Record excerpts |
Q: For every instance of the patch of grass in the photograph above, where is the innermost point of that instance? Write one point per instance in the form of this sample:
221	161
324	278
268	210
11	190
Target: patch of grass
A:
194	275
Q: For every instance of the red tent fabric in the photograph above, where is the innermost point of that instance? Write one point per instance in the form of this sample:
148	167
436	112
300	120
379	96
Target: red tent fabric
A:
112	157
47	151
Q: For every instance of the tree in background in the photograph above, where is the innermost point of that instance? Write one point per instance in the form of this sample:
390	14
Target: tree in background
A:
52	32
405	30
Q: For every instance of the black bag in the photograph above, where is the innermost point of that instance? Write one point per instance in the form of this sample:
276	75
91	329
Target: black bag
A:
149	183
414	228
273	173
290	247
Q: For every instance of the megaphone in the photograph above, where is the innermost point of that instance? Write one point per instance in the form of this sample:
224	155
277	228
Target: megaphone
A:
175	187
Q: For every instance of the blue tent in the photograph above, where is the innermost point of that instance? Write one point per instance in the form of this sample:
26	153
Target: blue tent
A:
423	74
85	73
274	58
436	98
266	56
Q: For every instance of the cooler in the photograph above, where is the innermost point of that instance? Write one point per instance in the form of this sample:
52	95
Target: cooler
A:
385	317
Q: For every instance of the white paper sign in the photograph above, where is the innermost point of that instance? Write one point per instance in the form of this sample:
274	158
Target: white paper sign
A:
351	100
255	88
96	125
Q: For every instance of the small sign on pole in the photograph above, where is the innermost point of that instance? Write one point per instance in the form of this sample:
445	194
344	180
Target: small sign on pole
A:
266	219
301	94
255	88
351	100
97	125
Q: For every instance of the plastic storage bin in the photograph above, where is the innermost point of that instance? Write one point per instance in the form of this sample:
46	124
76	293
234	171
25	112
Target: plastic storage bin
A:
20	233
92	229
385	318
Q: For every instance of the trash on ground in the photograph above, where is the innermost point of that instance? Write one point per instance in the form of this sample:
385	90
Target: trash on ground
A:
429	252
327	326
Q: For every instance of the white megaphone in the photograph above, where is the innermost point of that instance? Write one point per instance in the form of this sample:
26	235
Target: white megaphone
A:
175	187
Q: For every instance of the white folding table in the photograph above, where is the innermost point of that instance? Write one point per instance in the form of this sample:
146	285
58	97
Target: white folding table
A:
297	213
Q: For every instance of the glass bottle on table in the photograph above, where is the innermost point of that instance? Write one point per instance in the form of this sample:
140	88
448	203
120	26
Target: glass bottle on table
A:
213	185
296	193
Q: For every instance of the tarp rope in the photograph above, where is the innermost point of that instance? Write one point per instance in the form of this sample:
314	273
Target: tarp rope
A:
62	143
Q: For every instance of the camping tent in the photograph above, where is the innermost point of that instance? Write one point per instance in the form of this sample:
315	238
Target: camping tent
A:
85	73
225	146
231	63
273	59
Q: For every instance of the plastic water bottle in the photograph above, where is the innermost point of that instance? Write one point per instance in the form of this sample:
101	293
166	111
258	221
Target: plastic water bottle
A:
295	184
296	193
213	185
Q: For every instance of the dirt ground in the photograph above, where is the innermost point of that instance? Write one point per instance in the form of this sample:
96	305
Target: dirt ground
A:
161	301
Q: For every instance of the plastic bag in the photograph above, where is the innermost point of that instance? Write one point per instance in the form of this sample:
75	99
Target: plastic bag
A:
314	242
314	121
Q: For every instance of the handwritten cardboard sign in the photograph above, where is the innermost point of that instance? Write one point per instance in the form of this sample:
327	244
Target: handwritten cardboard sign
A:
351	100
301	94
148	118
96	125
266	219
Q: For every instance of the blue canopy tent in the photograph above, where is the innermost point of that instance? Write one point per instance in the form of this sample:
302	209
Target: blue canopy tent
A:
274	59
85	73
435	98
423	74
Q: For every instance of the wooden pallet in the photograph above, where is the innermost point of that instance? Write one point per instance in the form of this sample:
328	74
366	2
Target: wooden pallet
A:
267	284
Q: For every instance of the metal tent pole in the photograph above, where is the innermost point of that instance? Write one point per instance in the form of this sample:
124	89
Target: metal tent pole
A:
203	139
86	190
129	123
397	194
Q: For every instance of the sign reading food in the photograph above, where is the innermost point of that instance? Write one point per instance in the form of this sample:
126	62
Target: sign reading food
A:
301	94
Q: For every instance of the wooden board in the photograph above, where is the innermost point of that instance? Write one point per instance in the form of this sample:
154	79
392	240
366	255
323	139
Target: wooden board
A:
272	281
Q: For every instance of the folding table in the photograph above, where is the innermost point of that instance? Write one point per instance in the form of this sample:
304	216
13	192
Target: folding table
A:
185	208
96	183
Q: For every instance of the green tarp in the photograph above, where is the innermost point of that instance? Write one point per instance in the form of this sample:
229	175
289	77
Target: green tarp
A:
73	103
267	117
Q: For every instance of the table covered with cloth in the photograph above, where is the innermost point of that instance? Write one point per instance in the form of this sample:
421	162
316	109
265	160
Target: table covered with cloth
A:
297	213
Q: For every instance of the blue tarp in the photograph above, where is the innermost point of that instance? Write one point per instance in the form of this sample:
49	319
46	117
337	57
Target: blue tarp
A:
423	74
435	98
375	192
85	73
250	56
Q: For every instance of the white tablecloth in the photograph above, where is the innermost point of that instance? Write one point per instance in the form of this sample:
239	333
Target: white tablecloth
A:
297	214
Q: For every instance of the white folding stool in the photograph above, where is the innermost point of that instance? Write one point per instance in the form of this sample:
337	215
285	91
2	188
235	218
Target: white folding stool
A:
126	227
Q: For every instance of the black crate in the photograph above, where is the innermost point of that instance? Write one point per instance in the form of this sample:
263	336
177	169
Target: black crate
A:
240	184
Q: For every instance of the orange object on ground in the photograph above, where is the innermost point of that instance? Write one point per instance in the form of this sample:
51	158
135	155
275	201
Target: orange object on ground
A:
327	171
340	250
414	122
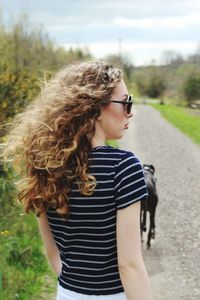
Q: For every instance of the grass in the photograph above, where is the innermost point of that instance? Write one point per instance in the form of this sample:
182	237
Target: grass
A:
24	271
182	118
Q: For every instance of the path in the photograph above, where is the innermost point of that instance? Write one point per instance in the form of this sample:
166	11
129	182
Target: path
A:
173	262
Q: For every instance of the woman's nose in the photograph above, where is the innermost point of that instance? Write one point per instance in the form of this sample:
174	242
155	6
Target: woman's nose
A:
130	115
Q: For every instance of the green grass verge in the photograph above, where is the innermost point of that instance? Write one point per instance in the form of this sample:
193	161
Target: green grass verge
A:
24	271
182	119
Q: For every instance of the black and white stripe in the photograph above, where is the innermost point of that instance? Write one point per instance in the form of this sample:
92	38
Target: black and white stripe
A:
87	237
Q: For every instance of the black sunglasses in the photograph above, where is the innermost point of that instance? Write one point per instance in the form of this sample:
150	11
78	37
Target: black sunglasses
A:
127	104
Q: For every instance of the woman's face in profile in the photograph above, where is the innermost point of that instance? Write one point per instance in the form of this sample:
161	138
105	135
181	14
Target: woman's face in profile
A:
114	118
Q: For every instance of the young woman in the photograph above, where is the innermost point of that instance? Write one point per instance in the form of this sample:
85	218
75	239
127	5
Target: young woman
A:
86	194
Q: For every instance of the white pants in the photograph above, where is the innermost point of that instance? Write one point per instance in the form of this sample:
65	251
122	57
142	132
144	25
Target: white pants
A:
64	294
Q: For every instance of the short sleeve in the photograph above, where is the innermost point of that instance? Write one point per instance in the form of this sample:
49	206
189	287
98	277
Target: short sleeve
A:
130	185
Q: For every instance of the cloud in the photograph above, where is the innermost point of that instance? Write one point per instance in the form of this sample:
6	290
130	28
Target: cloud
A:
146	28
138	53
179	22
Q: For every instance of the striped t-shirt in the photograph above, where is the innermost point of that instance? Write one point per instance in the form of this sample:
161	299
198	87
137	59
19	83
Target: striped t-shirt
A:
87	238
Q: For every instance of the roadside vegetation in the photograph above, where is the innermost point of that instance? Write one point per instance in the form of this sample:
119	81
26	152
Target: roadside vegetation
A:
184	119
29	57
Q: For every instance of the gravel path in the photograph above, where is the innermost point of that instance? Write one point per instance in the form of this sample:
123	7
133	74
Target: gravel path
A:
173	262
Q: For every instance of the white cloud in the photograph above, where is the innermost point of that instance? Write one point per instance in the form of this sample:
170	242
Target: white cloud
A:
139	53
178	22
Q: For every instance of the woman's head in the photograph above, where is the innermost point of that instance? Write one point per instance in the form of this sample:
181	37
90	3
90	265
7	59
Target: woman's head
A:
49	142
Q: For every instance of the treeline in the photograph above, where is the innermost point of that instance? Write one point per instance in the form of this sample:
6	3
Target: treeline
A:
176	81
28	56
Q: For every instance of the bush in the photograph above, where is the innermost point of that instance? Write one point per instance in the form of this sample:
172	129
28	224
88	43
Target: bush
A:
192	88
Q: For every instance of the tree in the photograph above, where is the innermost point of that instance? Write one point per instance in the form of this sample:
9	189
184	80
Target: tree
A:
191	88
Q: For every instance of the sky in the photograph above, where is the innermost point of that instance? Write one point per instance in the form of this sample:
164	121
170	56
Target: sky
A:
142	31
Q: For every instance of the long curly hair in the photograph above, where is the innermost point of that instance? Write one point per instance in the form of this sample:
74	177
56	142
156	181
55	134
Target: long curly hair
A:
48	143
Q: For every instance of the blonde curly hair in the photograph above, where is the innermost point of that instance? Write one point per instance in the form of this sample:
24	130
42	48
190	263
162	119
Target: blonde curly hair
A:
48	143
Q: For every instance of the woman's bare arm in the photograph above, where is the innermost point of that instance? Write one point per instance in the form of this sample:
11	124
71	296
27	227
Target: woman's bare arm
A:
49	243
131	265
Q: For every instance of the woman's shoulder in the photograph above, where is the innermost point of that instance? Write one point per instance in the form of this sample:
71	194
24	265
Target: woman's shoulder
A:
113	152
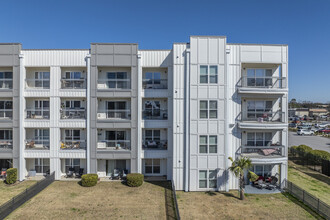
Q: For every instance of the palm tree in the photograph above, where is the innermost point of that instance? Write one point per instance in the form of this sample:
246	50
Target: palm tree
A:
237	167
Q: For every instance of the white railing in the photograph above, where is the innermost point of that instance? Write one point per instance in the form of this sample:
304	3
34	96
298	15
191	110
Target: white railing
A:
114	84
73	83
114	114
114	145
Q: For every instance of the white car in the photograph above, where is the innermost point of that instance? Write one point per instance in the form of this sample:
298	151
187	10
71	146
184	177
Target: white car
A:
305	132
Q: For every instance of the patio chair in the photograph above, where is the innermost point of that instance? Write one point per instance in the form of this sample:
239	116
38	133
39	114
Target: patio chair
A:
272	184
79	173
70	172
115	174
124	174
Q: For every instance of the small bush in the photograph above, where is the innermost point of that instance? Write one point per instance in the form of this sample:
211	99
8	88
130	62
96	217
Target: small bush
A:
135	179
88	180
252	176
11	176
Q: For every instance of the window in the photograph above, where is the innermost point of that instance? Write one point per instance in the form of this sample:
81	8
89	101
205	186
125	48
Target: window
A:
259	77
208	144
115	138
152	166
42	79
41	165
257	109
6	109
117	110
259	138
6	80
73	75
118	80
71	135
6	134
208	74
72	104
208	179
72	163
208	109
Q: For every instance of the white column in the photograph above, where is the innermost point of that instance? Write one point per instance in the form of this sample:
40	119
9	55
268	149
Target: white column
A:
88	95
187	122
139	115
21	171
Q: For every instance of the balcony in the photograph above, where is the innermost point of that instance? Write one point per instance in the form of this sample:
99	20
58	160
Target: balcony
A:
73	145
154	83
154	114
37	113
263	85
120	145
37	83
6	144
114	84
6	114
37	144
154	144
263	119
73	83
122	114
73	113
6	84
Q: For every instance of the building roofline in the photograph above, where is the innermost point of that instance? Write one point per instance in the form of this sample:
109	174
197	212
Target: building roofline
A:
251	44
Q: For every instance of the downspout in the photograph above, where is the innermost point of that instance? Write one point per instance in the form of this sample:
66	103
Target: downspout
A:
139	114
21	118
187	119
88	152
228	146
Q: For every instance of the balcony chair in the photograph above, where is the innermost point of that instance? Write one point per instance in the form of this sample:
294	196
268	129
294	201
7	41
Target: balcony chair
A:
115	175
70	172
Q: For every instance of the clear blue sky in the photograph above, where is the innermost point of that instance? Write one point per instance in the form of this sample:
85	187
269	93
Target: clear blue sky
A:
303	25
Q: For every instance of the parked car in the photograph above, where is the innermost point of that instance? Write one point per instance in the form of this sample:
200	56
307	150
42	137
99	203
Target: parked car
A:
305	132
324	130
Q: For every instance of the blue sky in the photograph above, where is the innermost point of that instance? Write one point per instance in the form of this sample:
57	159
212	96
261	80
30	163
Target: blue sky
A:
303	25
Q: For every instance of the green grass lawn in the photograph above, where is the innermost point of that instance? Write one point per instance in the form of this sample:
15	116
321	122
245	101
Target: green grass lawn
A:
221	205
106	200
9	191
311	181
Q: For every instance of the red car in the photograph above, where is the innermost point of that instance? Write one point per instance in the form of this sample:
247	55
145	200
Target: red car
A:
324	130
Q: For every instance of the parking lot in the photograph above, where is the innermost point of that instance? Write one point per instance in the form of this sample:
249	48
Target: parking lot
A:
315	142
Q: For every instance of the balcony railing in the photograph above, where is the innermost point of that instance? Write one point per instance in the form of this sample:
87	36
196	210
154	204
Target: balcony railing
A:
34	144
264	151
37	113
6	114
154	83
6	83
73	83
73	145
154	114
272	82
114	145
73	113
114	114
6	144
37	83
114	84
154	144
260	116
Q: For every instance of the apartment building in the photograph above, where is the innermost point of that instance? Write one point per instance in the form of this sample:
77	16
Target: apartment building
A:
174	114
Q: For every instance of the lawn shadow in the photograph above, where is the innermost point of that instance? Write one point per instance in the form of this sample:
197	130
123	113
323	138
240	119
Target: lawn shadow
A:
302	205
169	200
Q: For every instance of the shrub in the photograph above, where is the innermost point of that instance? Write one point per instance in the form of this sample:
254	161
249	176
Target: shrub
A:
88	180
134	179
252	176
11	176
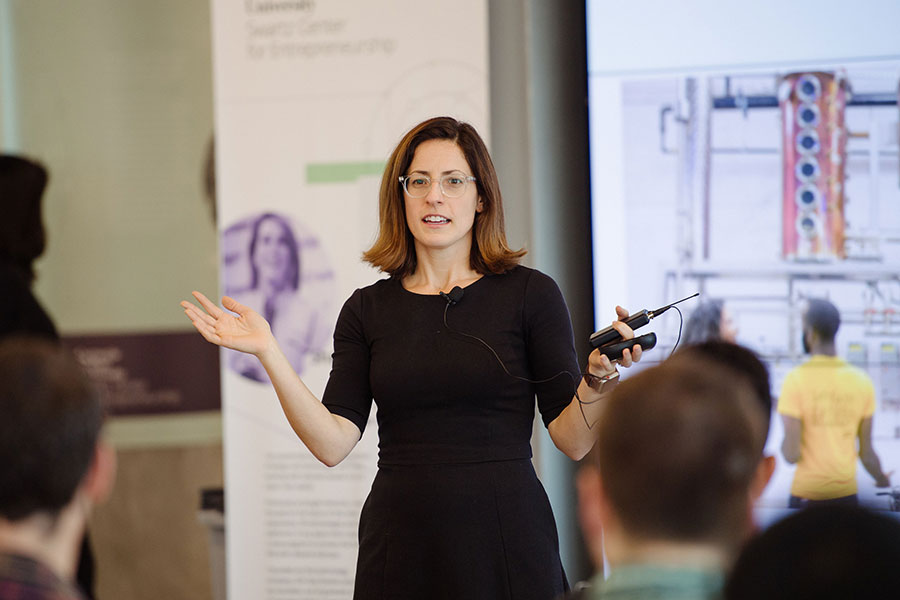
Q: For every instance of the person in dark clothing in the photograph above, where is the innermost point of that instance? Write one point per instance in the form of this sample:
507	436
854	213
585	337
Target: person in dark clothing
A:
53	467
22	241
453	348
824	552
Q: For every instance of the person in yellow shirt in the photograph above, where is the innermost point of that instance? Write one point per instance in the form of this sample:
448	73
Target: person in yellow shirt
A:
827	405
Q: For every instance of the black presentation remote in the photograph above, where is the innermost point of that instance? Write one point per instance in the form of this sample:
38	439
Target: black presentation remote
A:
614	351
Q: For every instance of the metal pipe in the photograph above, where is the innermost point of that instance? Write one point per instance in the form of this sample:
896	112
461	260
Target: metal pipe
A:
747	102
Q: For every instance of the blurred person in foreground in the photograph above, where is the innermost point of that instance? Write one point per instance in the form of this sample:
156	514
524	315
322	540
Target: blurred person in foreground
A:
824	552
23	240
669	490
826	405
53	468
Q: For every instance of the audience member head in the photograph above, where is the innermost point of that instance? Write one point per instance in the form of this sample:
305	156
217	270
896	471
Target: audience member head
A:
821	320
743	361
677	454
22	238
394	249
711	320
51	419
820	552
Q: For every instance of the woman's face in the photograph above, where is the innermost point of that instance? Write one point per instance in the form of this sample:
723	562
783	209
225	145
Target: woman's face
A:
439	223
273	252
727	329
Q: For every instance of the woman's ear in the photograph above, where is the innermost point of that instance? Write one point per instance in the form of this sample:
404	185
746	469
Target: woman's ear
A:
98	481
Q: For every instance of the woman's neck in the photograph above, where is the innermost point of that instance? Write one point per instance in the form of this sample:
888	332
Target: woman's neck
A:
439	274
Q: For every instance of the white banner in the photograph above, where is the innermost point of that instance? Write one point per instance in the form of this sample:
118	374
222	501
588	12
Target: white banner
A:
310	98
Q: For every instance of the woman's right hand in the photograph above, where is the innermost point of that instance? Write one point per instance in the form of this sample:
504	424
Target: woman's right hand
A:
245	331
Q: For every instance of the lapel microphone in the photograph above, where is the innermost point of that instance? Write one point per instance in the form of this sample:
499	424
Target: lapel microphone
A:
454	296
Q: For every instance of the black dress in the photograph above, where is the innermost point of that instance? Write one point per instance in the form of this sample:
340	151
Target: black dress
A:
456	510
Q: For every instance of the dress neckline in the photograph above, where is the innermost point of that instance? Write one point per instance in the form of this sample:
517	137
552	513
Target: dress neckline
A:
438	295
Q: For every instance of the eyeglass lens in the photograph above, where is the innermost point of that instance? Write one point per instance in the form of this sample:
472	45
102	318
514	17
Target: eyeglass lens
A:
453	185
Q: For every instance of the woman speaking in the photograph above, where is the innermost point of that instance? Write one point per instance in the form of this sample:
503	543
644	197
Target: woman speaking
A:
453	348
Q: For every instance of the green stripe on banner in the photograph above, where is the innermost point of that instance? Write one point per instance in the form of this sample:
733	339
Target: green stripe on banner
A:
341	172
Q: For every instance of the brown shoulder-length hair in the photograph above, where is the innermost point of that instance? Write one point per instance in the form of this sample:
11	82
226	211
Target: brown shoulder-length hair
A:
394	251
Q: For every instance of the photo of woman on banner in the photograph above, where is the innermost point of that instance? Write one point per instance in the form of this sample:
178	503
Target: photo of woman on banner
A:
262	269
453	348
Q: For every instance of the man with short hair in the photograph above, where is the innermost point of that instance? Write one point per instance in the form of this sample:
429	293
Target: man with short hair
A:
53	468
826	404
668	495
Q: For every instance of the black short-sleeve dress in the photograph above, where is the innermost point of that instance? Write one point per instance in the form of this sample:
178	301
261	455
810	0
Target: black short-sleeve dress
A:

Brief | What is the number of lines in the entries above that contain the word "wooden"? Answer with that number only.

Completed exercise | 4